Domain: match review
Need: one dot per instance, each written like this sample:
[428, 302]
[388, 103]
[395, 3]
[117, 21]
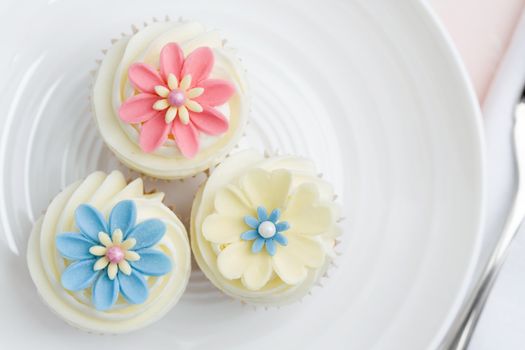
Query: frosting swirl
[46, 265]
[113, 87]
[265, 280]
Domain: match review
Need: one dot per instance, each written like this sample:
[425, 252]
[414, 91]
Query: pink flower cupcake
[170, 100]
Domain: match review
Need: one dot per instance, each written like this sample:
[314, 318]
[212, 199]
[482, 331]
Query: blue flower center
[267, 229]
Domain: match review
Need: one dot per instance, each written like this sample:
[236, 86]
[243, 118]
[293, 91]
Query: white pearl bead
[267, 229]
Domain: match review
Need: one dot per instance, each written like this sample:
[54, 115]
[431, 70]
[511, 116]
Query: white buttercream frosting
[218, 209]
[46, 265]
[112, 88]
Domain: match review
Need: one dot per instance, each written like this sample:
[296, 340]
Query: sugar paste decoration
[177, 99]
[266, 230]
[290, 232]
[112, 257]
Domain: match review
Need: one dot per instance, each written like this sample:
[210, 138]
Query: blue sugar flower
[266, 230]
[112, 257]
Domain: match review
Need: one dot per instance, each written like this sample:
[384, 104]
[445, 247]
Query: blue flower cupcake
[108, 258]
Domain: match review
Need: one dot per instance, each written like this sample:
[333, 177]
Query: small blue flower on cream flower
[266, 230]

Exercise requirements: Restate the data above exactly, stripping out each image.

Exercise solution:
Domain: match review
Need: one dot per instance, each written like this sample:
[428, 302]
[388, 103]
[395, 3]
[117, 21]
Query: frosting swirl
[46, 265]
[113, 87]
[265, 280]
Domain: match review
Need: one dot per instance, each written like this sample:
[425, 252]
[414, 91]
Query: pink flower cupcake
[170, 100]
Domain: match review
Need: one dot per instance, each written like this sample:
[314, 318]
[212, 199]
[482, 331]
Query: blue flower center
[267, 229]
Domain: match review
Need: one dot per instance, each written like this sample:
[236, 86]
[243, 118]
[293, 91]
Query: white pearl bead
[267, 229]
Domain: match review
Need: one dot per instance, each written like this sample:
[54, 115]
[431, 70]
[511, 116]
Query: white buttercream frosting
[218, 209]
[46, 265]
[112, 88]
Domain: match review
Need: one dot per instance, each written like this sample:
[296, 340]
Query: sugar paste decoration
[177, 99]
[266, 230]
[290, 232]
[112, 257]
Domain: match review
Need: one dot per instance, each written like this sample:
[210, 138]
Query: blue sugar flower
[266, 230]
[112, 257]
Domain: match review
Need: one dot per instance, each written like this sample:
[384, 104]
[445, 247]
Query: blue flower cupcake
[108, 258]
Domain: match review
Need: one dot per instance, each written like this sample:
[333, 177]
Query: small blue flower on cream flower
[266, 230]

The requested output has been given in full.